__YOUR INSTRUCTIONS__.
Lines from the one containing "of the clock" through the last line of the data are to be repeated word for word, both ends included.

_ _ _

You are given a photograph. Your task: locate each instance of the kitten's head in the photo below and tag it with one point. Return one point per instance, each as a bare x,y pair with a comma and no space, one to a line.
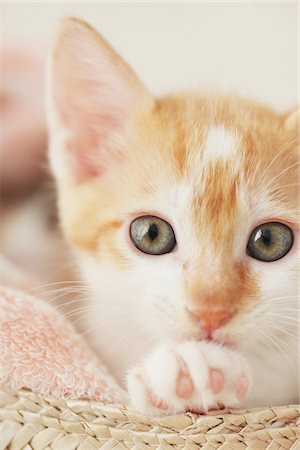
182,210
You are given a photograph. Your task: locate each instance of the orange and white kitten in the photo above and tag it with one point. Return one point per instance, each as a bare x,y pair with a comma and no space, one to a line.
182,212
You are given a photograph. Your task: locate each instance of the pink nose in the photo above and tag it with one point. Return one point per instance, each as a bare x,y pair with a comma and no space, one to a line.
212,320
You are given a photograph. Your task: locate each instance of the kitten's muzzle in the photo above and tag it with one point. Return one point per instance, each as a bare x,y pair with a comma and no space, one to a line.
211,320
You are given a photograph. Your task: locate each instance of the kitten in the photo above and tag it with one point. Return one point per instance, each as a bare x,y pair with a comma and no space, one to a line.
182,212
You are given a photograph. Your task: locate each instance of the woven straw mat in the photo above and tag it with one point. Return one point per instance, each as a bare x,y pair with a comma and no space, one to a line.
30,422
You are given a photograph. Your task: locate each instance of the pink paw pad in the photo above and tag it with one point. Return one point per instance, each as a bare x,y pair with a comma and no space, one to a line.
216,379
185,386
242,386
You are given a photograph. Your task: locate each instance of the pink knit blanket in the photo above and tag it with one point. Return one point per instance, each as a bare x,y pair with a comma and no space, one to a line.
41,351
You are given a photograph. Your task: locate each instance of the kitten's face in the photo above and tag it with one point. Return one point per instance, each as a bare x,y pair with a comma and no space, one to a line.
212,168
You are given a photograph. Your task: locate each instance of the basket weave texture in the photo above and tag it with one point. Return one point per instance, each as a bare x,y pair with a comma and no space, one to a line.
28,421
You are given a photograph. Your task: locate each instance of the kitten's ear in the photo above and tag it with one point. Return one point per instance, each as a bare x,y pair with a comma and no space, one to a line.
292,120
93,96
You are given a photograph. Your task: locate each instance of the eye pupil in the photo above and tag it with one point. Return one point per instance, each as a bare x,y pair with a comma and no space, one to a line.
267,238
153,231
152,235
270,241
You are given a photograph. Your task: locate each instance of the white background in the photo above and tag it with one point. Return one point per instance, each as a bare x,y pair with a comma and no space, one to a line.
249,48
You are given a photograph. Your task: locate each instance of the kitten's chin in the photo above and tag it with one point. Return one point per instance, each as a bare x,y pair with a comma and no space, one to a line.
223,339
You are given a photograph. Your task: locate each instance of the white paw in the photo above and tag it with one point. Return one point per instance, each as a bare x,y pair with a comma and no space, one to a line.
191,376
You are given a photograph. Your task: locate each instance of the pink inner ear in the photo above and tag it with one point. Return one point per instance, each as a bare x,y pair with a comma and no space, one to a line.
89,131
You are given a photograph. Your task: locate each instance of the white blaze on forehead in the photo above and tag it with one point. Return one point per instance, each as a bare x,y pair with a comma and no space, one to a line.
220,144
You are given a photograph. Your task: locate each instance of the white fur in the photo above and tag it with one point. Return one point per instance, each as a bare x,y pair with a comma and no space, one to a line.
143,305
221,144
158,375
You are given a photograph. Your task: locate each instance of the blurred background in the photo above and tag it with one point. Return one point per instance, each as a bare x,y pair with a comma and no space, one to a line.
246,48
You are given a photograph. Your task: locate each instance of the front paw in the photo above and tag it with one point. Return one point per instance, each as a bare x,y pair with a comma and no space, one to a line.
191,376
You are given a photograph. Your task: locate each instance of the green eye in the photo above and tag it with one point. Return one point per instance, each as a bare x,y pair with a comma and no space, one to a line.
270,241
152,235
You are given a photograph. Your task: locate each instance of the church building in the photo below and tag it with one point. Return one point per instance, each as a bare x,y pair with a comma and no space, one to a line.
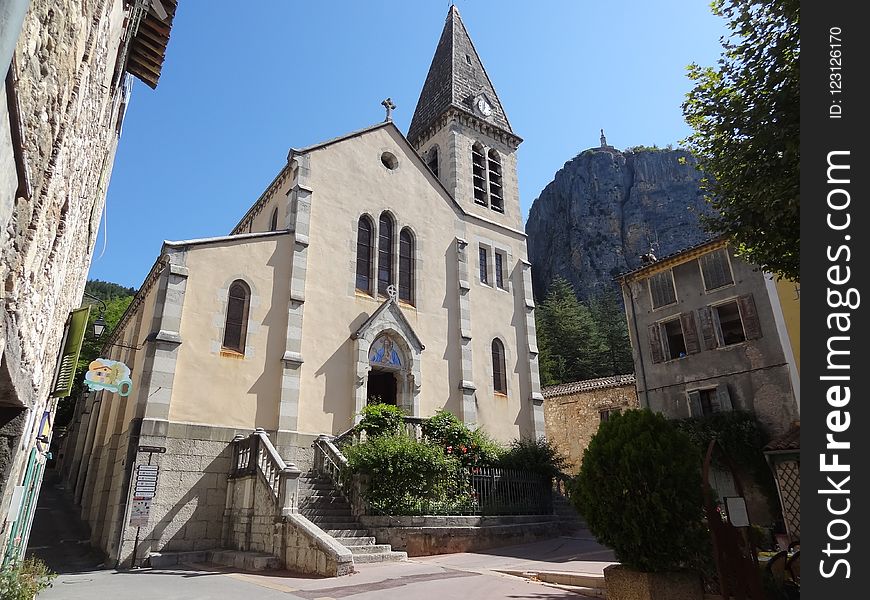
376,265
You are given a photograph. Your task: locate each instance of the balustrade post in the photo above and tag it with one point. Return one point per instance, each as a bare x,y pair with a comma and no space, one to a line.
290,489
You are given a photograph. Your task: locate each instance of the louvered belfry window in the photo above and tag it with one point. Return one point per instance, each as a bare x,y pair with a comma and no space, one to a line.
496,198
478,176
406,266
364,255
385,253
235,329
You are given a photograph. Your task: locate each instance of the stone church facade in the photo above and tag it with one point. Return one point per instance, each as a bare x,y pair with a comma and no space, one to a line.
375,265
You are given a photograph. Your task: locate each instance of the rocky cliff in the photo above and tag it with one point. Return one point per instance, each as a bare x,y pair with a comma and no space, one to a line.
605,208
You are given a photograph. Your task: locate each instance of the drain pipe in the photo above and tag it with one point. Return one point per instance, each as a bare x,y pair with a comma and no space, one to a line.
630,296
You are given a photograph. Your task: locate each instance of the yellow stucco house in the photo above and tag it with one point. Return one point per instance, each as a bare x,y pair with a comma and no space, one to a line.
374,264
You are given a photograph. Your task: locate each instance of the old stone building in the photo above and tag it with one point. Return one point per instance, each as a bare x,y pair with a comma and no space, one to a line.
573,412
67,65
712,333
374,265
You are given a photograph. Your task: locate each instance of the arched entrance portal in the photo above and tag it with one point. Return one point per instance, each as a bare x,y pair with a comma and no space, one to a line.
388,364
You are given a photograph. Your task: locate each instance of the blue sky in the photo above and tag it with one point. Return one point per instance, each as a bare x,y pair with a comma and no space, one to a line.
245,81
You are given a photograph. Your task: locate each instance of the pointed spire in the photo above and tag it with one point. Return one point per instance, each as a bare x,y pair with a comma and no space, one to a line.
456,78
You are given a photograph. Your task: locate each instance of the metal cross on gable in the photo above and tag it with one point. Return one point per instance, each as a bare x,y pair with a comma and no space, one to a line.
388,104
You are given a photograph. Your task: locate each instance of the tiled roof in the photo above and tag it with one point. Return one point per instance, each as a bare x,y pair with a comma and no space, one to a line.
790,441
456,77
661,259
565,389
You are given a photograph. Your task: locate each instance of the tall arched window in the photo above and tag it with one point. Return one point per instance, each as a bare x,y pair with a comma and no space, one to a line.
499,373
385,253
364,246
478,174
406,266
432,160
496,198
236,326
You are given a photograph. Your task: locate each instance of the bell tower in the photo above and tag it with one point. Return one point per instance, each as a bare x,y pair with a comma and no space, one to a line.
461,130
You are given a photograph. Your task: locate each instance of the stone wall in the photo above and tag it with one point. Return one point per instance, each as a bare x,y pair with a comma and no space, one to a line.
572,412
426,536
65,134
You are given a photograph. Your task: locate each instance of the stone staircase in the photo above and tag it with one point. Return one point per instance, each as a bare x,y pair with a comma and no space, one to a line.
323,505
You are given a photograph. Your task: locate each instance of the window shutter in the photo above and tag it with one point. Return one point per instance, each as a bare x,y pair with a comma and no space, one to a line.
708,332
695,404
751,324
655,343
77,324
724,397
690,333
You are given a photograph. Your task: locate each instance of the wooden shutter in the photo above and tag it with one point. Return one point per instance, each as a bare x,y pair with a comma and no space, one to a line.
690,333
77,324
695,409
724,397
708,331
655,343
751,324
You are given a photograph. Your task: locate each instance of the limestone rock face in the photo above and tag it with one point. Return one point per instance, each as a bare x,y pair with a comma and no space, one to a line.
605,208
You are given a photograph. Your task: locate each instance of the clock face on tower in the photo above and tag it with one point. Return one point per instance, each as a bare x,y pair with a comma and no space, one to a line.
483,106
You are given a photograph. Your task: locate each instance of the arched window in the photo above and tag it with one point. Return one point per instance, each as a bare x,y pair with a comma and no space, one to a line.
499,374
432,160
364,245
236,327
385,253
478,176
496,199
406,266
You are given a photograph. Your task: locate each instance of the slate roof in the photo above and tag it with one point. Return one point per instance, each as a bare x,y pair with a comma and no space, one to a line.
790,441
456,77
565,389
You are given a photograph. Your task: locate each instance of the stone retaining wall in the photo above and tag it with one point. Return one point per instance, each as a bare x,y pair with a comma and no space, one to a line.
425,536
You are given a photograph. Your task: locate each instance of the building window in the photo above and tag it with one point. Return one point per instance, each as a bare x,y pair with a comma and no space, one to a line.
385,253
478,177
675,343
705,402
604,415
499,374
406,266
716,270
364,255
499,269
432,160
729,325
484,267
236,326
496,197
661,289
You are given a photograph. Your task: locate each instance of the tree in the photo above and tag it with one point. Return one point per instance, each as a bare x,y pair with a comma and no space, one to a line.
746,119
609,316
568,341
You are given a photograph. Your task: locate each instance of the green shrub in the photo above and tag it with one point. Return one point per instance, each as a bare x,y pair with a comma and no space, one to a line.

_ _ _

__EXERCISE RESPONSE__.
You are given a photograph. Your task: locate each instance of the clock face on tower in the photo above and tag it with one point. Return one point per instance, each as a bare x,y pair with a comma and no space, one to a line.
483,106
You are given a photograph. Your task: locate each instance of the arched window in the photo above and tag it with one point. Return one point per instance, each as a bare x,y pair with a comma and no space, one to a line.
499,374
432,160
364,245
236,327
385,253
478,176
496,199
406,266
You are given a photograph. Your task: locate each instance of the slate roof in the photo above and tag it with one point. Return one point per instance, each as a bare x,y pair with a comma and no space, one to a line.
790,441
456,77
565,389
You are given a photograph. Your task: locate each instance of the stone retaining wall in the photo above and tag it with one point. Return one point per instance, each as a bare x,y pair with a comma and no space, one to a line.
425,536
You are given a photograph. Your task: locate each instance of the building window in the photo above and tag it with one point. Return one point per instance, each as a bare x,y pair with a comma and no space, one to a line.
385,253
478,177
675,343
705,402
604,415
499,374
406,266
716,270
364,255
499,269
432,160
729,325
484,267
236,326
496,197
661,289
You are given a photograph. Your task: locate each instance of the tree in the photo above and tag it with one point. Return one point per instance, each as a bare x,y pair with a comma and no space, one to a line.
746,119
609,316
568,341
You are given a photograph. Your task: locate each instance of the green shrub in the photo above and tag it with one point. Return one point per instance, each as a bare x,y pair with a comma and no space, one to a line.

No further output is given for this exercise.